Entries for bounding box labeling:
[start]

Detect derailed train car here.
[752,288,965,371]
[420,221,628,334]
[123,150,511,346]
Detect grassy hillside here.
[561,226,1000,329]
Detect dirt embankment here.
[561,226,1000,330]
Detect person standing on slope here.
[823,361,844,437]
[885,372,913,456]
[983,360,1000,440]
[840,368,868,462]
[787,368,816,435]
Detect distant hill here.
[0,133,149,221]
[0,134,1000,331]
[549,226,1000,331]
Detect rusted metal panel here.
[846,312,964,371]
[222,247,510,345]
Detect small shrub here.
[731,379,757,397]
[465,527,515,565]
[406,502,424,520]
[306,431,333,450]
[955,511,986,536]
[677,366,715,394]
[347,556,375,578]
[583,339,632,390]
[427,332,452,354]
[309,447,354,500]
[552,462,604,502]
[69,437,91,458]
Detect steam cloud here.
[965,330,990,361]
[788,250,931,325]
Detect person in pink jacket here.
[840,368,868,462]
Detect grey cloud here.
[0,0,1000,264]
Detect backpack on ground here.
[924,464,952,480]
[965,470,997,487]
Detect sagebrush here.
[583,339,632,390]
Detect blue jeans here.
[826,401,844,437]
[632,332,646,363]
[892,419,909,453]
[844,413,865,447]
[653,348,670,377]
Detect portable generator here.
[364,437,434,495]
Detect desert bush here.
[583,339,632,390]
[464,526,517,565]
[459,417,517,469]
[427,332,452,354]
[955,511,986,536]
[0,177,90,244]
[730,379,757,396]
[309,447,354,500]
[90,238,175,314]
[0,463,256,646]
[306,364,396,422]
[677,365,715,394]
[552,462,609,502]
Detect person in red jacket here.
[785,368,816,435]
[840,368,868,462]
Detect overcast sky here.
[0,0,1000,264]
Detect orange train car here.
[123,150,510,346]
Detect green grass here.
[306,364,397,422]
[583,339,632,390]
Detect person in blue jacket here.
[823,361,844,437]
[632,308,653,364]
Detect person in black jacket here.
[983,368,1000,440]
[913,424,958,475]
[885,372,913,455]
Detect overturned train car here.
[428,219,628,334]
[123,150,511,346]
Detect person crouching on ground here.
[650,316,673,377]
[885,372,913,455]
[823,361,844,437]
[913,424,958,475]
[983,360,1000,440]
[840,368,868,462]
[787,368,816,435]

[end]

Prompt: Rewrite the rows from the line containing "Detect steam cloud here." down to the end of the rows, changing "desert bush" to "dry scrub" and leaving everything else untouched.

Answer to the exercise:
Detect steam cloud here.
[965,330,990,361]
[788,250,931,325]
Detect person in pink jacket here.
[840,368,868,462]
Detect grey cloud here.
[0,0,1000,264]
Detect backpack on ground here.
[924,464,952,480]
[965,470,997,487]
Detect sagebrush here.
[583,339,632,390]
Detect blue jeans here.
[826,401,844,437]
[632,332,646,363]
[892,419,909,453]
[844,413,865,447]
[653,348,670,377]
Detect portable generator here.
[364,437,434,495]
Detect dry scrub here.
[583,339,632,390]
[464,526,517,565]
[459,417,517,469]
[427,332,452,354]
[955,511,986,536]
[0,177,90,244]
[730,379,757,396]
[309,447,354,500]
[90,238,175,314]
[0,463,256,646]
[306,364,396,422]
[677,365,715,394]
[552,462,609,502]
Detect person in red jacket here.
[785,368,816,435]
[840,368,868,462]
Detect overcast sky here.
[0,0,1000,264]
Detect orange train car here.
[123,150,510,346]
Detect green grass here.
[306,364,397,422]
[583,339,632,390]
Detect person in blue jacket here.
[823,361,844,437]
[632,308,653,364]
Detect person in black jacket here.
[983,368,1000,440]
[913,424,958,475]
[885,372,913,455]
Detect overturned train car here.
[428,219,628,334]
[123,150,511,346]
Detect person crouching on ground here.
[650,316,673,377]
[885,372,913,455]
[823,361,844,437]
[913,424,958,475]
[983,360,1000,440]
[840,368,868,462]
[787,368,816,435]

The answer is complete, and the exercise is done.